* [Required work]
Wherever "collar" shows up in the records below, copy the whole line.

[Opening Extracted material section]

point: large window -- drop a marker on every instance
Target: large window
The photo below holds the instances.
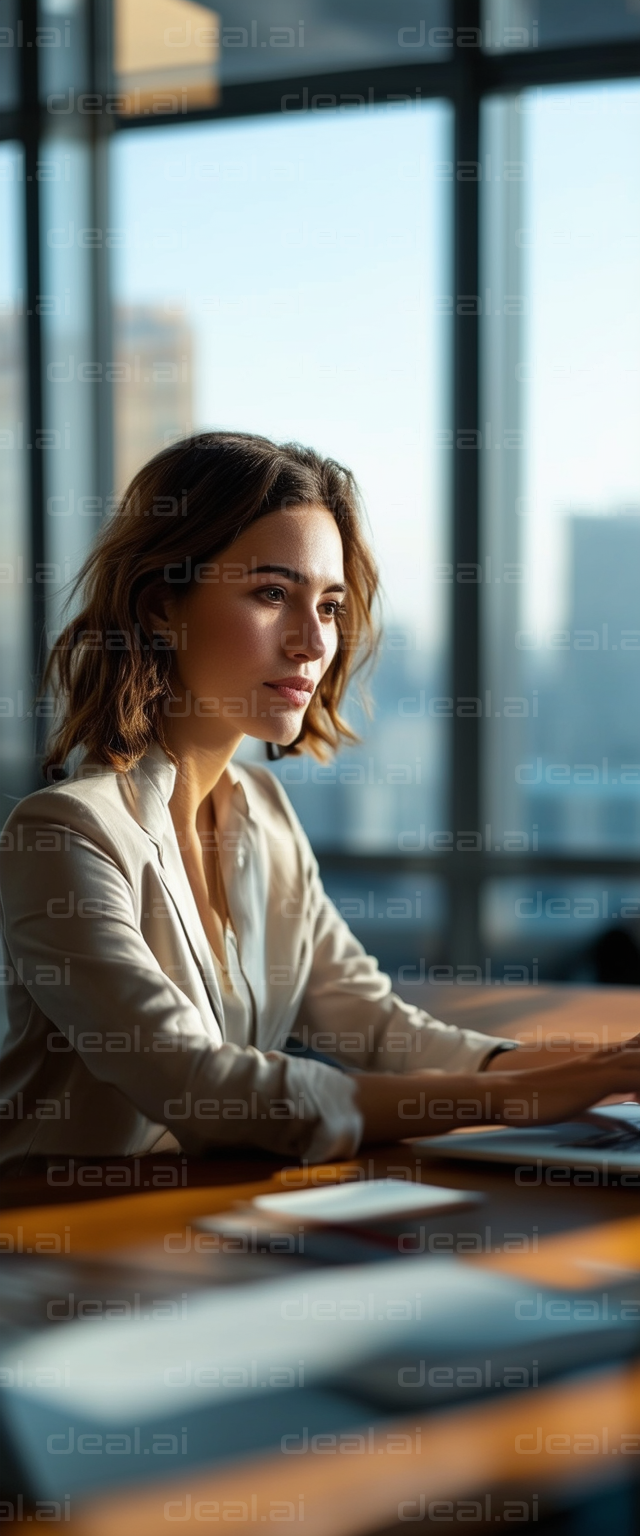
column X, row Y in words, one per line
column 410, row 241
column 562, row 490
column 287, row 277
column 16, row 569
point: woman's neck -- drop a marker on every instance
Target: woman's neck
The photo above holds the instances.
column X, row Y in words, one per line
column 201, row 768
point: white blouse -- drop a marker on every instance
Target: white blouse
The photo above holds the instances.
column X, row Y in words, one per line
column 122, row 1034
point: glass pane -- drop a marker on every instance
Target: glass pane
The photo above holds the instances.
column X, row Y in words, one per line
column 292, row 272
column 9, row 56
column 514, row 25
column 304, row 37
column 16, row 578
column 72, row 377
column 562, row 469
column 63, row 54
column 582, row 931
column 164, row 56
column 399, row 919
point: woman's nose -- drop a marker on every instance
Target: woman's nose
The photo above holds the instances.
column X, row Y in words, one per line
column 307, row 639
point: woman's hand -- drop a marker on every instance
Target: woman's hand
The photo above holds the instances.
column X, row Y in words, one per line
column 432, row 1103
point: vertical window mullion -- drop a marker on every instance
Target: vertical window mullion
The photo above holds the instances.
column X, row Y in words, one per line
column 465, row 672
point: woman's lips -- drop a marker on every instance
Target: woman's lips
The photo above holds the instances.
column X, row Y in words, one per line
column 296, row 696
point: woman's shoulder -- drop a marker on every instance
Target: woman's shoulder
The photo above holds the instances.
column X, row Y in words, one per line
column 89, row 802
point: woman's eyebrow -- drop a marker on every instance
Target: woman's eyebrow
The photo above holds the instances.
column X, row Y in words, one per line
column 296, row 576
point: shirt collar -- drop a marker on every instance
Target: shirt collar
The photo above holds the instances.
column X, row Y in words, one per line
column 151, row 785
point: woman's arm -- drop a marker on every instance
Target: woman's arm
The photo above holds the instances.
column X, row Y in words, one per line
column 433, row 1103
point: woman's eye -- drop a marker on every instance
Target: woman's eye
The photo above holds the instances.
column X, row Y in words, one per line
column 272, row 593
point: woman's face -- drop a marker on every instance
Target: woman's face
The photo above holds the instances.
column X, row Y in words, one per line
column 257, row 628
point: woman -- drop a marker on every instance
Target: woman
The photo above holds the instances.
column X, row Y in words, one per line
column 164, row 922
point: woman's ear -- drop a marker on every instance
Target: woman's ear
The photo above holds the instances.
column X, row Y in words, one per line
column 154, row 612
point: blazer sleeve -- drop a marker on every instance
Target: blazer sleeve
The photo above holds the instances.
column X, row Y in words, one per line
column 350, row 1011
column 135, row 1029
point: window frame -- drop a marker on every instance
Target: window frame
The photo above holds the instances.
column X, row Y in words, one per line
column 464, row 80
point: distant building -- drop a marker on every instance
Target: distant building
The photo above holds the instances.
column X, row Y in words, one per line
column 582, row 782
column 154, row 395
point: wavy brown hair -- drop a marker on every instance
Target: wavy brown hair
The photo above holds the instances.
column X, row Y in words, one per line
column 183, row 509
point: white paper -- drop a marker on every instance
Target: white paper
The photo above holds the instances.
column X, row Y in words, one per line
column 369, row 1200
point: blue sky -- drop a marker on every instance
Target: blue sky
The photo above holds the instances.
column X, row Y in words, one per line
column 307, row 254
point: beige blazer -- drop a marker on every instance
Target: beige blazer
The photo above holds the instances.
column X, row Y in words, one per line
column 117, row 1036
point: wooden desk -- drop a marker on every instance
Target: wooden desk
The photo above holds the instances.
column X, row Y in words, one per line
column 504, row 1443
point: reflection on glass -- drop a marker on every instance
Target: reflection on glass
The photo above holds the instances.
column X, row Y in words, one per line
column 306, row 37
column 562, row 469
column 564, row 930
column 164, row 56
column 16, row 684
column 74, row 380
column 399, row 919
column 63, row 54
column 516, row 25
column 287, row 277
column 9, row 66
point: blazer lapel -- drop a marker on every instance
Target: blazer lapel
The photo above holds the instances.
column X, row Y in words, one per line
column 177, row 887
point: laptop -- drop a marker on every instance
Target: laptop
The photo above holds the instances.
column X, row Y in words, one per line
column 605, row 1138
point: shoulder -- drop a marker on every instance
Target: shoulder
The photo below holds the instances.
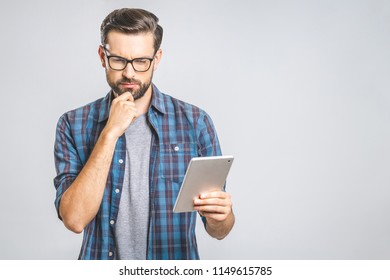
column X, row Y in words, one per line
column 92, row 111
column 179, row 108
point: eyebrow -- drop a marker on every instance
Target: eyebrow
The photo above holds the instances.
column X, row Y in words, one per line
column 111, row 54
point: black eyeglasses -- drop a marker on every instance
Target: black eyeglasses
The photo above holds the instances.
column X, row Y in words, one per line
column 119, row 63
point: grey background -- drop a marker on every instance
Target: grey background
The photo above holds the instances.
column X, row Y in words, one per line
column 298, row 91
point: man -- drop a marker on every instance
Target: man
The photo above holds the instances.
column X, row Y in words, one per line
column 121, row 159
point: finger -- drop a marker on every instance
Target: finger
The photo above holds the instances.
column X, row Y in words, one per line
column 205, row 209
column 214, row 194
column 213, row 201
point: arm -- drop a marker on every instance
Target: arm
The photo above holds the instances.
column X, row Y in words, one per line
column 216, row 207
column 81, row 201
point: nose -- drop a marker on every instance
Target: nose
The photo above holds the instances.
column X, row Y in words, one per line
column 128, row 72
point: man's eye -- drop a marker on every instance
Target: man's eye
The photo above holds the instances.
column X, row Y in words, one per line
column 117, row 59
column 141, row 61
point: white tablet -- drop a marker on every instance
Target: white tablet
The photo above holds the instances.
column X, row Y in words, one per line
column 203, row 174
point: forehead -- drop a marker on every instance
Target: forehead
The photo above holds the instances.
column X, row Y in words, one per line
column 130, row 45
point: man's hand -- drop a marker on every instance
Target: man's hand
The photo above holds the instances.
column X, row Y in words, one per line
column 122, row 113
column 216, row 207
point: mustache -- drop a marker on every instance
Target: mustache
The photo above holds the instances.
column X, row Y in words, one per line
column 130, row 81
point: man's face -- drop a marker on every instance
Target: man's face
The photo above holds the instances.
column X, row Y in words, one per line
column 130, row 47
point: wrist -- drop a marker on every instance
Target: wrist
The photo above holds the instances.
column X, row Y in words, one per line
column 109, row 135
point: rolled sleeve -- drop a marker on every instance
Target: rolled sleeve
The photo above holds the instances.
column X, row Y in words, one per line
column 67, row 161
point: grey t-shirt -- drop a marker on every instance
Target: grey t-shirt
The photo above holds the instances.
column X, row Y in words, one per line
column 131, row 230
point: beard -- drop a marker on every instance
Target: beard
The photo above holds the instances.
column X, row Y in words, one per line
column 137, row 94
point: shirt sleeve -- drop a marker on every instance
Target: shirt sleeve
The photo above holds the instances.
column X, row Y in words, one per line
column 207, row 138
column 67, row 160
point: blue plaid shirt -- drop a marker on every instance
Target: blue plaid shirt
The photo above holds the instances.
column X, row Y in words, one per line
column 180, row 131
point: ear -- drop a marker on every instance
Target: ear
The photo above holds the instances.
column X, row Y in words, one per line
column 102, row 56
column 157, row 58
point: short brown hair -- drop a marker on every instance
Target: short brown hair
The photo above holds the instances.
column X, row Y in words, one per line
column 132, row 21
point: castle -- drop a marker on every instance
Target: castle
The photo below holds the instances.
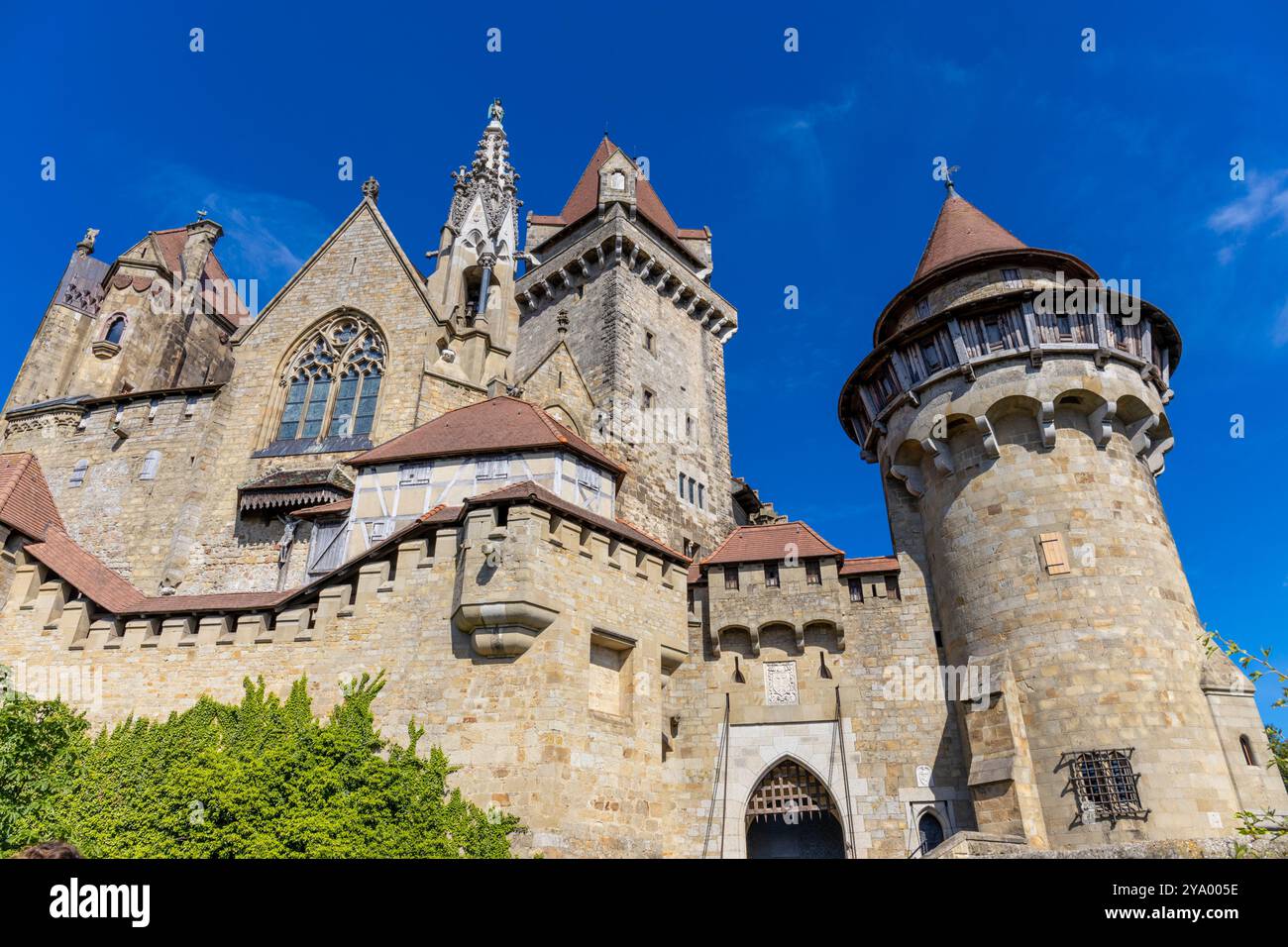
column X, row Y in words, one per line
column 513, row 491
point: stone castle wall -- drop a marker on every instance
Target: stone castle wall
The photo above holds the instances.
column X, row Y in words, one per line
column 585, row 781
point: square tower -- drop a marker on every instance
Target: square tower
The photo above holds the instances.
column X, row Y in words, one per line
column 627, row 292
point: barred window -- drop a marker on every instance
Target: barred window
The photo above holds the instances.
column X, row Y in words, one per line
column 334, row 382
column 1104, row 784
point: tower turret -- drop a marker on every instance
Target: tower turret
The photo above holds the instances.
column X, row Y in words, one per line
column 1017, row 407
column 623, row 291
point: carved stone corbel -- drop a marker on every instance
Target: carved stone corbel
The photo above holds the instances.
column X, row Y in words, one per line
column 910, row 476
column 1102, row 421
column 1154, row 460
column 1140, row 433
column 940, row 454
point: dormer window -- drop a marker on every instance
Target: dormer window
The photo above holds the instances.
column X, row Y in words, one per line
column 490, row 471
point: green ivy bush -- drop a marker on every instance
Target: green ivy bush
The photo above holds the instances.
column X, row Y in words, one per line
column 262, row 779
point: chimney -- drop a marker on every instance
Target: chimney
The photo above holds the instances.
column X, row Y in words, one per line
column 202, row 235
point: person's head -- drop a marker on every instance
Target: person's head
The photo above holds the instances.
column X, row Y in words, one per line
column 50, row 849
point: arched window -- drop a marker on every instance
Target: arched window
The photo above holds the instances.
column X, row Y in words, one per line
column 334, row 381
column 1245, row 745
column 930, row 830
column 115, row 330
column 78, row 474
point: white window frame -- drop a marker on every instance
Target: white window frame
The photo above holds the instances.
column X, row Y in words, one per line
column 416, row 474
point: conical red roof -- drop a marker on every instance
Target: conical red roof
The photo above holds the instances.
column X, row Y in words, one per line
column 962, row 231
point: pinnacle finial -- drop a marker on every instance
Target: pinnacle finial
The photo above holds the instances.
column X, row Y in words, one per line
column 86, row 245
column 948, row 180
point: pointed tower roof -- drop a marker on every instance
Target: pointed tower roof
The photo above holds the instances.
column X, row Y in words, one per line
column 585, row 198
column 962, row 231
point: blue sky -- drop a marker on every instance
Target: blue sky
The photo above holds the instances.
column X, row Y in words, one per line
column 811, row 167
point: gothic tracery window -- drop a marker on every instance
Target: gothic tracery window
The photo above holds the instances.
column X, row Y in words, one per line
column 334, row 382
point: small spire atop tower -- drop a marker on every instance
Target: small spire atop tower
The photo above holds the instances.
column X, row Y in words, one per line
column 489, row 176
column 948, row 180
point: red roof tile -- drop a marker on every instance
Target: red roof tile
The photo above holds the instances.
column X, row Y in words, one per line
column 585, row 198
column 26, row 504
column 618, row 527
column 962, row 231
column 94, row 579
column 771, row 543
column 872, row 564
column 327, row 509
column 487, row 427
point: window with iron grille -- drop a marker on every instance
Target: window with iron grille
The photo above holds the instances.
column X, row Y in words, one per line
column 1104, row 784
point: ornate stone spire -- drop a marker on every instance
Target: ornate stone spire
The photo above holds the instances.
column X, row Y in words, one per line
column 490, row 178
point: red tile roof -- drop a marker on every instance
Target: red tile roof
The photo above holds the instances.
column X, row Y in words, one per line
column 771, row 543
column 327, row 509
column 871, row 564
column 94, row 579
column 585, row 198
column 962, row 231
column 26, row 504
column 217, row 287
column 487, row 427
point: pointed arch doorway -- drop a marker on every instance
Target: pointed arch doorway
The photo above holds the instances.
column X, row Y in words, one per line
column 791, row 814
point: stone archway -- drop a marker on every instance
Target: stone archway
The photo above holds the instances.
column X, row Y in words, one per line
column 791, row 814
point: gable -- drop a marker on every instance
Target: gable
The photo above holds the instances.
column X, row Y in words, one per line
column 557, row 385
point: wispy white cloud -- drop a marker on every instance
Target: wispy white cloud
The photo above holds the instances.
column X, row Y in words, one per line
column 1265, row 201
column 267, row 235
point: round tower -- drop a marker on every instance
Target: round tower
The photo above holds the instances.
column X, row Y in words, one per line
column 1017, row 406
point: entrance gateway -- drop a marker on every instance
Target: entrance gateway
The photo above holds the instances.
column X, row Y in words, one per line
column 791, row 814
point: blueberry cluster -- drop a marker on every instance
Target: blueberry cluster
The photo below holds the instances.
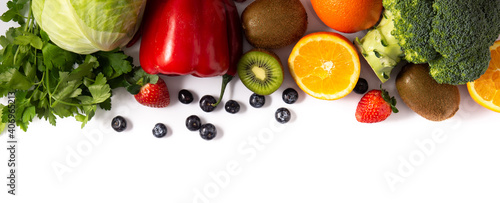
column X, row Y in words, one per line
column 208, row 131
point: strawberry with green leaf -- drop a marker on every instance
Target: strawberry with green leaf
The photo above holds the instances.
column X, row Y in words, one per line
column 375, row 106
column 148, row 90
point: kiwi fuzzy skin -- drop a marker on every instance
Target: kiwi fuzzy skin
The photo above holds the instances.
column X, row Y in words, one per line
column 422, row 94
column 273, row 24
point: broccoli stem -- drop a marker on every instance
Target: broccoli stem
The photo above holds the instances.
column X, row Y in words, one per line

[Closing Extracted material section]

* [Solution to this problem]
point: shirt collar -- drop a marker on every instance
Target: shirt collar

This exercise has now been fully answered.